:: Task objective ::
Of the entries that follow, how many lines hold the string "below"? Write the number and nothing more.

:: Records contained in a dataset ::
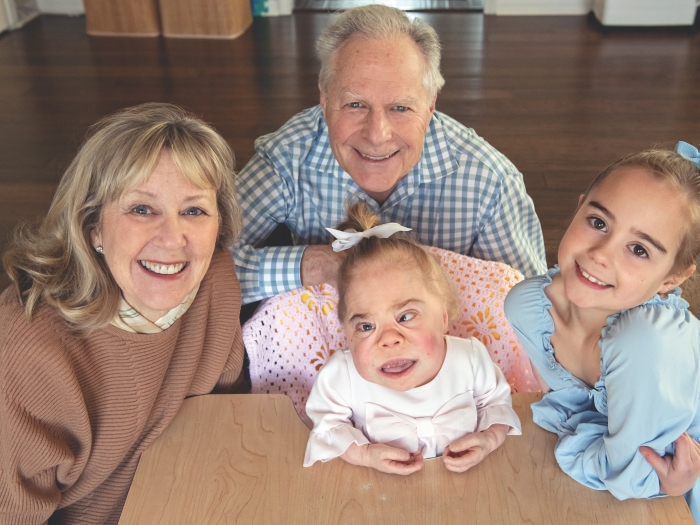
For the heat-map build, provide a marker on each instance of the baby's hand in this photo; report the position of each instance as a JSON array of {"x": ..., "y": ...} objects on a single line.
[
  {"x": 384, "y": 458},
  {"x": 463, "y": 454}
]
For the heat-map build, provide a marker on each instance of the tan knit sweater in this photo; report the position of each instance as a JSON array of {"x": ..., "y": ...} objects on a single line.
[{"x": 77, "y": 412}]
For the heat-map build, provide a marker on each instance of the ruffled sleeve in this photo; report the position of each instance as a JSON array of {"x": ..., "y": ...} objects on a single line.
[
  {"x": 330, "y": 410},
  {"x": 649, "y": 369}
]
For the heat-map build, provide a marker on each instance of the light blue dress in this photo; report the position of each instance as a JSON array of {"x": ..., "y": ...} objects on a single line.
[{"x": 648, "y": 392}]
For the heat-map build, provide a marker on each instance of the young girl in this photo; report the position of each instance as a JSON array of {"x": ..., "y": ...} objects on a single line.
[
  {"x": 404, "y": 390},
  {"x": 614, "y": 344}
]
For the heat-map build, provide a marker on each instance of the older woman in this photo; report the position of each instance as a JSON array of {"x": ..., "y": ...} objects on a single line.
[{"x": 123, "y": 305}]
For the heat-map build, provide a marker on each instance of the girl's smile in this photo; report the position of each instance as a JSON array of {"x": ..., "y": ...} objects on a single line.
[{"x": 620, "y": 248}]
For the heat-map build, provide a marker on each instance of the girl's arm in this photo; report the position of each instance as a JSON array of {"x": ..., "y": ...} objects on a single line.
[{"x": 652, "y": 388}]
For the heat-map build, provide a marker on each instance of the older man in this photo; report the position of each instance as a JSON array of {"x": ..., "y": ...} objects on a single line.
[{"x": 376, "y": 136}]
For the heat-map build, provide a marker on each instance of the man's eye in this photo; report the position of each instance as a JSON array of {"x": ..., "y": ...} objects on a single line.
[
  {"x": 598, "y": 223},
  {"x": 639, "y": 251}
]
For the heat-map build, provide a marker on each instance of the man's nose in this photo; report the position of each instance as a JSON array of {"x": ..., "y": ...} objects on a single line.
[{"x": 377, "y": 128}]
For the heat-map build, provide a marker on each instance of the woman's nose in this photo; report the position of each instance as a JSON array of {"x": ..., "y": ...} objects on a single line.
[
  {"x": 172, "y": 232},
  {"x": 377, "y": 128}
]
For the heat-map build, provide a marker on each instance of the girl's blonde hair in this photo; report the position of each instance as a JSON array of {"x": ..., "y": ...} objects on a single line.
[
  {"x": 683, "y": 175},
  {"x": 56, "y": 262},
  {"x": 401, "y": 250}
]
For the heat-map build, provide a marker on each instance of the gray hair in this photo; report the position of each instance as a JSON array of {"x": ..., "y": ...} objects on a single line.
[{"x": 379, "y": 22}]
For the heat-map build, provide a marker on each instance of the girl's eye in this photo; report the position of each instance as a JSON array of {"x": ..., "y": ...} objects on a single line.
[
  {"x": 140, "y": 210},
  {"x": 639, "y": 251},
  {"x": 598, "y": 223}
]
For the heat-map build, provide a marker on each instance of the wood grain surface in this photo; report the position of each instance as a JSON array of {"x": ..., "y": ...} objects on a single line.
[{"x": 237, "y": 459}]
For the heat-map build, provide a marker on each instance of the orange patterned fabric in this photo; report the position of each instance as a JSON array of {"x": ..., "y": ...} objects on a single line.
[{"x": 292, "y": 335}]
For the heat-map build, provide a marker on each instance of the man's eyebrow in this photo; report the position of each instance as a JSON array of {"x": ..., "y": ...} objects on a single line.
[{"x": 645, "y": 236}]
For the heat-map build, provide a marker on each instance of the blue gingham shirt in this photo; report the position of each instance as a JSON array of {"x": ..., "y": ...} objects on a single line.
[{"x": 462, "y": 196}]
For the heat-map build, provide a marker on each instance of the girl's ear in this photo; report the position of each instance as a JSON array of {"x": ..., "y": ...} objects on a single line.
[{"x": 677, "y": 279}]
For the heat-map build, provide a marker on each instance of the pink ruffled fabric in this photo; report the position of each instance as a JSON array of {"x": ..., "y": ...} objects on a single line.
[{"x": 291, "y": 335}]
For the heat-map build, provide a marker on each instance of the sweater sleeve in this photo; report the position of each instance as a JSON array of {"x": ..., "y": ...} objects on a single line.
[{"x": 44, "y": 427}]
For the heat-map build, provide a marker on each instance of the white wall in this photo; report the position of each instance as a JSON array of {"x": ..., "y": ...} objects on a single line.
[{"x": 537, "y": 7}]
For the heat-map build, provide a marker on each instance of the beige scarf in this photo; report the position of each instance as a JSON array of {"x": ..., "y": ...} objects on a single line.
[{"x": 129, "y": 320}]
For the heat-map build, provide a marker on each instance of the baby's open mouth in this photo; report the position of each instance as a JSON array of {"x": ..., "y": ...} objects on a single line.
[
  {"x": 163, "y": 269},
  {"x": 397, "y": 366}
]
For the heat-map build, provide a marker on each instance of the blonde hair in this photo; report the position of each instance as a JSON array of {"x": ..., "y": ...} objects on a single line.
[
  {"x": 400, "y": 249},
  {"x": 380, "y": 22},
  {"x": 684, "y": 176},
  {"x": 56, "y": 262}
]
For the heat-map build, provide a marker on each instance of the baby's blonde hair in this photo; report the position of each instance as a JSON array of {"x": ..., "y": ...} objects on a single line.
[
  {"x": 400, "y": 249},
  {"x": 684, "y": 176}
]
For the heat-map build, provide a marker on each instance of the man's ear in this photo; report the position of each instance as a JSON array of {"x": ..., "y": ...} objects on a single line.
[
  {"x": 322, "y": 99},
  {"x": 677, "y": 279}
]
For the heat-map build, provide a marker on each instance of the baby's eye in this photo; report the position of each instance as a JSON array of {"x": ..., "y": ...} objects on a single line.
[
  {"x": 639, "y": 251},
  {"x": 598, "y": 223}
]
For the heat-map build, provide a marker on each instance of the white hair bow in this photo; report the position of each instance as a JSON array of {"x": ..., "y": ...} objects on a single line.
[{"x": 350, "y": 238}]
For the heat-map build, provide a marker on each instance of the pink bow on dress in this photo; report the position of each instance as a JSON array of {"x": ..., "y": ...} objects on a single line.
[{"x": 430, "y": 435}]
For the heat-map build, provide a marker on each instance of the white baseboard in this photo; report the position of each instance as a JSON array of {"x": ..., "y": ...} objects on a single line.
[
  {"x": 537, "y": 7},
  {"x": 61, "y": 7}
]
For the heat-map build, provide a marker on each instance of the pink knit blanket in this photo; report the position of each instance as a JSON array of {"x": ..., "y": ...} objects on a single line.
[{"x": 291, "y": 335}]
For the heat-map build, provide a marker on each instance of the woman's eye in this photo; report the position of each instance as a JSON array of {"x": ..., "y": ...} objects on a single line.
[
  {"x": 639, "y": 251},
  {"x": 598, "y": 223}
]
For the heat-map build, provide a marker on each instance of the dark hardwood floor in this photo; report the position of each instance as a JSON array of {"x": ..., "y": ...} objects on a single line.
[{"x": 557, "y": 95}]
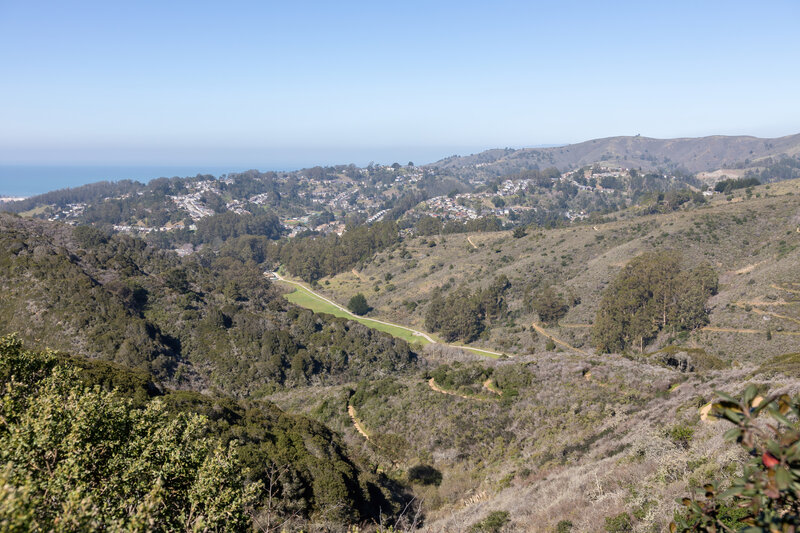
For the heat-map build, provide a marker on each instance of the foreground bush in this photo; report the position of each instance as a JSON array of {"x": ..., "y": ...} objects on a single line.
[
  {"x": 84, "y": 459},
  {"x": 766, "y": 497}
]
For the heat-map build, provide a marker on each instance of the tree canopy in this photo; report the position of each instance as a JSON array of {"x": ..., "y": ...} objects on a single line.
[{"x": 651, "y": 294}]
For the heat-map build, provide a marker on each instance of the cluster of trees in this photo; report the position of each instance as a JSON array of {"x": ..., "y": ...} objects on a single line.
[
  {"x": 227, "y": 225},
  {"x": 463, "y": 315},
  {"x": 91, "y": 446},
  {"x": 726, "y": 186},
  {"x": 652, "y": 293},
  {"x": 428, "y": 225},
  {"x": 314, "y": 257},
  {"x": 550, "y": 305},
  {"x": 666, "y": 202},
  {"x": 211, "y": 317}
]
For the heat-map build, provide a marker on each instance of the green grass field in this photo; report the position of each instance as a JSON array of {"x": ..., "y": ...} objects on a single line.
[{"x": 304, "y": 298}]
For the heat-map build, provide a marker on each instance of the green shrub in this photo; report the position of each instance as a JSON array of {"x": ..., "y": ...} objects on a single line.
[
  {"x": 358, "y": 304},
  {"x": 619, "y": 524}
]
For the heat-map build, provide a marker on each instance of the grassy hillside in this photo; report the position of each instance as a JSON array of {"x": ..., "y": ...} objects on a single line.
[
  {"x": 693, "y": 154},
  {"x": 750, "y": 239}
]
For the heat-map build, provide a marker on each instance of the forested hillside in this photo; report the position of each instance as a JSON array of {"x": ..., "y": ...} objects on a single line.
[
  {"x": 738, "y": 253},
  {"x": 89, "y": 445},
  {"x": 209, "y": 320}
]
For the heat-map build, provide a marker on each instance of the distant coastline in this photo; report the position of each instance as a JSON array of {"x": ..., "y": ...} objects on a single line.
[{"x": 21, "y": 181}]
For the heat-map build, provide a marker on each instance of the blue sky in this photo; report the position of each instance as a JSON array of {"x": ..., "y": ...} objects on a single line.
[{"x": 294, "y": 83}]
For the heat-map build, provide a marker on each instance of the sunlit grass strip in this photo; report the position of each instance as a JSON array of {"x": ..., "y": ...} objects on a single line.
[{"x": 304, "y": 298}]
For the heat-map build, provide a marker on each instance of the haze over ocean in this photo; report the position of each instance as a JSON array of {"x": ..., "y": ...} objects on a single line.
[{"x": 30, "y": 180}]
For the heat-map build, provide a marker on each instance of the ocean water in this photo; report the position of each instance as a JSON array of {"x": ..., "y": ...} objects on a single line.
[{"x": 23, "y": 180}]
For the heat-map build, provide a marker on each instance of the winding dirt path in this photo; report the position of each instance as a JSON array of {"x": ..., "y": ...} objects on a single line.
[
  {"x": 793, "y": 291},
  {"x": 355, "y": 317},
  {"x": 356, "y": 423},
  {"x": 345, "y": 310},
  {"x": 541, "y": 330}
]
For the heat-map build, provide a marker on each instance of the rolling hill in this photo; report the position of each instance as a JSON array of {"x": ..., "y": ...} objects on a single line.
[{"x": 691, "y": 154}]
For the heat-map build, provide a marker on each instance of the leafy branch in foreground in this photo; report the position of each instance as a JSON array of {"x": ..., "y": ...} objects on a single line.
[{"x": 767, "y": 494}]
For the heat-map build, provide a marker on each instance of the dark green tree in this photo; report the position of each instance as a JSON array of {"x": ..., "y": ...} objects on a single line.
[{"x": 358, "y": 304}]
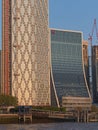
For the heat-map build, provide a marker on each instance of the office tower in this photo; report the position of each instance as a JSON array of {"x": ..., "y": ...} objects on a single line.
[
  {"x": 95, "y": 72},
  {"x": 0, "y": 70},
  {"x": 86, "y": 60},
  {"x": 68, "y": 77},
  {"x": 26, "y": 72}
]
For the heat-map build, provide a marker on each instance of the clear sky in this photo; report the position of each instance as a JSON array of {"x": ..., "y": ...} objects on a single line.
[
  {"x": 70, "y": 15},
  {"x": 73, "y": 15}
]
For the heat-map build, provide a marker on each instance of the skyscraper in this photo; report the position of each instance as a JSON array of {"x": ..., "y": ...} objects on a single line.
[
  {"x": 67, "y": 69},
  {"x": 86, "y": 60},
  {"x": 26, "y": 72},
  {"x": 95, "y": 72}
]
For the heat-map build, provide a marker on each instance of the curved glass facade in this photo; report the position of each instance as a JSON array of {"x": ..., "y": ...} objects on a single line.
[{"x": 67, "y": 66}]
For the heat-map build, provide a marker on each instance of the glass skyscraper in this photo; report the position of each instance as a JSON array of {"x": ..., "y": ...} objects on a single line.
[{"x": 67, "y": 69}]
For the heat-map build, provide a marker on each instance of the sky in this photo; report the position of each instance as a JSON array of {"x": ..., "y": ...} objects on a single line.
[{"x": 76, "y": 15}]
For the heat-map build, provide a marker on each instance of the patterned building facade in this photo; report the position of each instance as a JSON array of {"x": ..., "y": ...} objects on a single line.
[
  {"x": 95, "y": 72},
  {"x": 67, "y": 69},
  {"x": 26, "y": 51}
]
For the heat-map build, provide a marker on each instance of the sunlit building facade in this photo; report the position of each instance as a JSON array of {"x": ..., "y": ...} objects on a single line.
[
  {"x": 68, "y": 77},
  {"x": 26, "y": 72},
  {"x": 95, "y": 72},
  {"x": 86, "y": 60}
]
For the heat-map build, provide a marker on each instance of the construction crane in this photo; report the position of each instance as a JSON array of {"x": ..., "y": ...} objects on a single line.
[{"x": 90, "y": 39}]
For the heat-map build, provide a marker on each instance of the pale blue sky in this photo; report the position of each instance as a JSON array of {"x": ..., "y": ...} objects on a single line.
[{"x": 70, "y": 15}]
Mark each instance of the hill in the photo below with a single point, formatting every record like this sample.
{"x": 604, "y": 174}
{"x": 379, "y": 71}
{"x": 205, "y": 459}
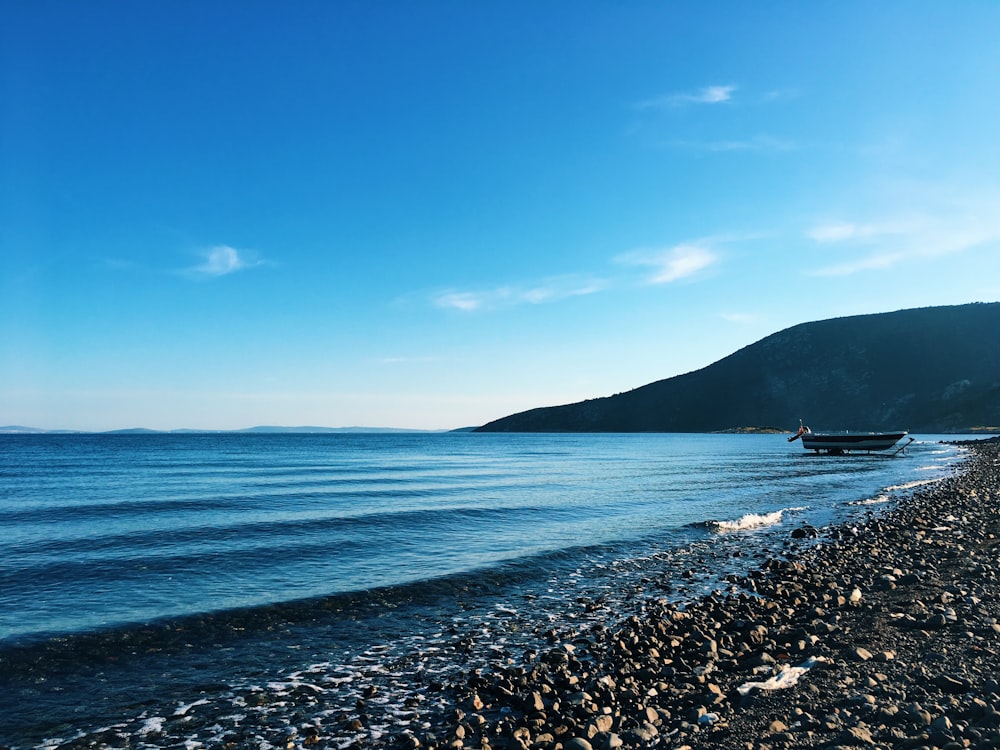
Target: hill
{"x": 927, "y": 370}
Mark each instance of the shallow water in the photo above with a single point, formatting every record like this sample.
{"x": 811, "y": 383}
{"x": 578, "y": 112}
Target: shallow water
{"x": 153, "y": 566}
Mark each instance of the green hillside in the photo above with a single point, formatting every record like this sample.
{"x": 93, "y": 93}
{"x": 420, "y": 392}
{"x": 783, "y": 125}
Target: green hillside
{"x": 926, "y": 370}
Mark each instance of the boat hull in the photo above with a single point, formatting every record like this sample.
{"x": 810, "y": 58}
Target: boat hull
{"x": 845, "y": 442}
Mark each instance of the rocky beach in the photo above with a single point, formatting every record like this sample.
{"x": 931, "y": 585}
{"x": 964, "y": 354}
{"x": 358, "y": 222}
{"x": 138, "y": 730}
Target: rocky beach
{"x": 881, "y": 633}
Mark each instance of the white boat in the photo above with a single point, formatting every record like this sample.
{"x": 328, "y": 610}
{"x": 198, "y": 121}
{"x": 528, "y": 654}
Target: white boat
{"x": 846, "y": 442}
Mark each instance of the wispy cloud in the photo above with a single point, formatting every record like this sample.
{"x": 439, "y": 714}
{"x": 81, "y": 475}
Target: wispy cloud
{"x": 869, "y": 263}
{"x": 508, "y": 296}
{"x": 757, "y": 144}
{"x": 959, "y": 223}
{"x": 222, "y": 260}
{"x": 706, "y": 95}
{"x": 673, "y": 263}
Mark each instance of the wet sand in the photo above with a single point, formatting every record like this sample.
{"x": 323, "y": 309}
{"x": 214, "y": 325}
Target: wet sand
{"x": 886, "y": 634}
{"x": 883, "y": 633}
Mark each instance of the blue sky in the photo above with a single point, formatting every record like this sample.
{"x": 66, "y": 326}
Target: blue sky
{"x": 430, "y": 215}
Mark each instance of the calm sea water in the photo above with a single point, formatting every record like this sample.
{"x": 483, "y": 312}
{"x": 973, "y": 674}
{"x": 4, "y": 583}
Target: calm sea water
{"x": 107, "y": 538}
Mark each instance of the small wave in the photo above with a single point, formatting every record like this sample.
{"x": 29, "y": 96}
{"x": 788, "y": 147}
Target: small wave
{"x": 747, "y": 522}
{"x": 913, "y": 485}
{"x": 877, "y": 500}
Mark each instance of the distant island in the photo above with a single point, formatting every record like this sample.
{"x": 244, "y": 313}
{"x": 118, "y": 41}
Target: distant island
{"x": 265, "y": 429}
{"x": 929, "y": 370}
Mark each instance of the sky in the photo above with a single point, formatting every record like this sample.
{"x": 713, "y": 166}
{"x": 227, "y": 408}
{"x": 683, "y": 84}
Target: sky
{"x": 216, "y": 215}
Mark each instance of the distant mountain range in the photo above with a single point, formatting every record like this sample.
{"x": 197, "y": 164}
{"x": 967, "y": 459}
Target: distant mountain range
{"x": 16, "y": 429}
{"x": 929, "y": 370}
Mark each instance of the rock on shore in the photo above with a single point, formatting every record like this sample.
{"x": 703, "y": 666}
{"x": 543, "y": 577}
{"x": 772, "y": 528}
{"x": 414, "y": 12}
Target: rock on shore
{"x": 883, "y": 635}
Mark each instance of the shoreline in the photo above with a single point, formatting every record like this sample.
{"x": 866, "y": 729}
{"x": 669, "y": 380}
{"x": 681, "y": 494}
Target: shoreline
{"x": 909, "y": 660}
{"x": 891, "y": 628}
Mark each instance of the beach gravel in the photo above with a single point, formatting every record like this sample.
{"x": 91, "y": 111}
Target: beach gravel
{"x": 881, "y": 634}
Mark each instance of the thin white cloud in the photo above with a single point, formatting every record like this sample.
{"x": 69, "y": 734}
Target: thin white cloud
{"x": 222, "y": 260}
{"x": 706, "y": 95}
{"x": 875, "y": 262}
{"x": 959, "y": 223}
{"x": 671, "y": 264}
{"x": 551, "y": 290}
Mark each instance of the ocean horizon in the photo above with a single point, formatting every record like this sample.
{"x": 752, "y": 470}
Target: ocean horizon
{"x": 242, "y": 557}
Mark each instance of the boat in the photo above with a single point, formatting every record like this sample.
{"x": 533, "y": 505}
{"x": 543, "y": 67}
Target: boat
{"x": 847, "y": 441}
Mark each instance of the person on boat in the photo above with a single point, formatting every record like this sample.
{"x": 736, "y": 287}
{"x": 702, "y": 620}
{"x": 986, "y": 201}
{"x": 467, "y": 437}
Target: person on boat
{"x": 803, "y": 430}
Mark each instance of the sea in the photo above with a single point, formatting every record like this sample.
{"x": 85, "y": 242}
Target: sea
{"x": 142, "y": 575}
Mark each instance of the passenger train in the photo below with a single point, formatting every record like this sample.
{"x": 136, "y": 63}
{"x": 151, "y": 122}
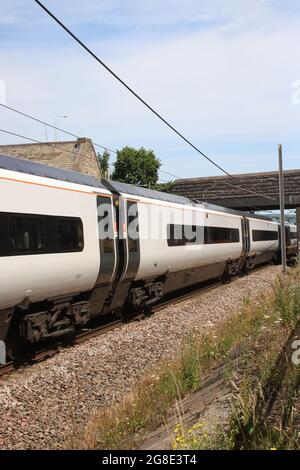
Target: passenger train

:: Finished exercise ::
2